----- RECORD EXCERPTS

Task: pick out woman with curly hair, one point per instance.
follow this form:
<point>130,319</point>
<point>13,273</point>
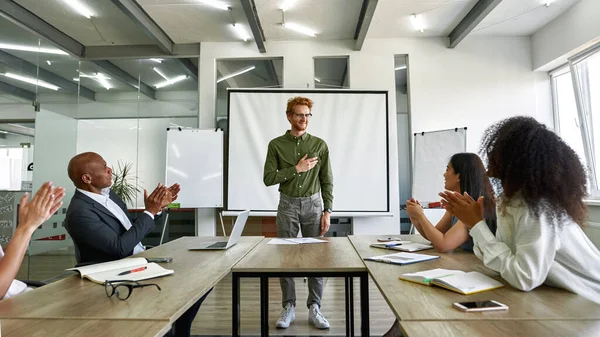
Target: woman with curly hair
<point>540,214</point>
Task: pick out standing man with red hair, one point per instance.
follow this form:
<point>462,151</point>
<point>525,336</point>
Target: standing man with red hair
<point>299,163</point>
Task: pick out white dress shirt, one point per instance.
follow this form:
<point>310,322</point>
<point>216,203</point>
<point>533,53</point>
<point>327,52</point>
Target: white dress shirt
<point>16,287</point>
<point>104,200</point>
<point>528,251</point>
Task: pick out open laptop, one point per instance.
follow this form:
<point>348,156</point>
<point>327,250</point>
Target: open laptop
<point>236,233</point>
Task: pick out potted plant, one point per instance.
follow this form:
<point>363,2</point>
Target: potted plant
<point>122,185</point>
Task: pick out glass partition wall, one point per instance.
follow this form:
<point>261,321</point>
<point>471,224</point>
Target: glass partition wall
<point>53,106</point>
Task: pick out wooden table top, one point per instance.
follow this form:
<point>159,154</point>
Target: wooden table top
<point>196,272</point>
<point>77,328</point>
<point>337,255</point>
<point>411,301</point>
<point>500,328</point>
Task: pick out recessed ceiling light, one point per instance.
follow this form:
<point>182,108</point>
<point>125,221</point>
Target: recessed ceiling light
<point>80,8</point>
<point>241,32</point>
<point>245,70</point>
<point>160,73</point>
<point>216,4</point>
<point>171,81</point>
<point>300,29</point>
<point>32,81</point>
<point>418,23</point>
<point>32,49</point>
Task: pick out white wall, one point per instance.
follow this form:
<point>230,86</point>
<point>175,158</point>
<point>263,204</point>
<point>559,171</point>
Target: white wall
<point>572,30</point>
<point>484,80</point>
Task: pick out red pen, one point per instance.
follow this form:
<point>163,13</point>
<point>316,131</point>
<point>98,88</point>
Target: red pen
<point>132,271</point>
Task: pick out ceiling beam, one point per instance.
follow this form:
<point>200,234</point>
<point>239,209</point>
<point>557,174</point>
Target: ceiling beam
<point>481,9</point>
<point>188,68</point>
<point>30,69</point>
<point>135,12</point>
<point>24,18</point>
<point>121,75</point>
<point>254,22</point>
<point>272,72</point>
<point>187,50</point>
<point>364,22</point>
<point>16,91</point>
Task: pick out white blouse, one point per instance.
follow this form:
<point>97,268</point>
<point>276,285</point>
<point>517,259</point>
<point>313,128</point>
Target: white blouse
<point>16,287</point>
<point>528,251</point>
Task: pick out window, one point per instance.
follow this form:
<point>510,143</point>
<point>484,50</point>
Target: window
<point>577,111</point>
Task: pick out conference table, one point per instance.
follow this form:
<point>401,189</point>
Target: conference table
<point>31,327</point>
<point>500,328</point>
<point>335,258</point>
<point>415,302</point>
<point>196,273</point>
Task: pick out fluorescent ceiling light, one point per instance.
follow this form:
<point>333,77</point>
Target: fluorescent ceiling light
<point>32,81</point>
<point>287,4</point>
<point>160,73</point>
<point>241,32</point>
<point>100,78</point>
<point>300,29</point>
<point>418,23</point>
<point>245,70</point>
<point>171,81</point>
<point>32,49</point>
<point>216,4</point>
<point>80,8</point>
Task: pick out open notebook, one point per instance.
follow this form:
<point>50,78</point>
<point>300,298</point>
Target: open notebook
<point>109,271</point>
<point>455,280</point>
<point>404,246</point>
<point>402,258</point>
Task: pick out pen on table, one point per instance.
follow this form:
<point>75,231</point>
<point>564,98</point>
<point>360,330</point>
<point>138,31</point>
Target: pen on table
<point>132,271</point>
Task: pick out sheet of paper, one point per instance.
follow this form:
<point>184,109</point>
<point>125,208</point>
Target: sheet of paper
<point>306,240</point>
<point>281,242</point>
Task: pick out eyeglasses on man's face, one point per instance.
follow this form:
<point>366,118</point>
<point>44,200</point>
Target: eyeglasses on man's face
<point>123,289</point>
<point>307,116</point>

----------

WRITTEN TASK:
Copy the data from the line containing "Task: pick out open laptop, one" through the line containing "<point>53,106</point>", keeping every line in place, and add 63 to both coordinates of each answer point. All other lines, including the points that show the format, stay unchanged.

SOLUTION FOR THIS TASK:
Task: pick out open laptop, one point per instance.
follow this form:
<point>348,156</point>
<point>327,250</point>
Target: open laptop
<point>299,296</point>
Task: pick out potted plant, one point per instance.
follow this form:
<point>363,2</point>
Target: potted plant
<point>185,248</point>
Task: pick out glass partition wall, one point per instance.
follow this form:
<point>261,321</point>
<point>471,224</point>
Target: glass partition wall
<point>116,169</point>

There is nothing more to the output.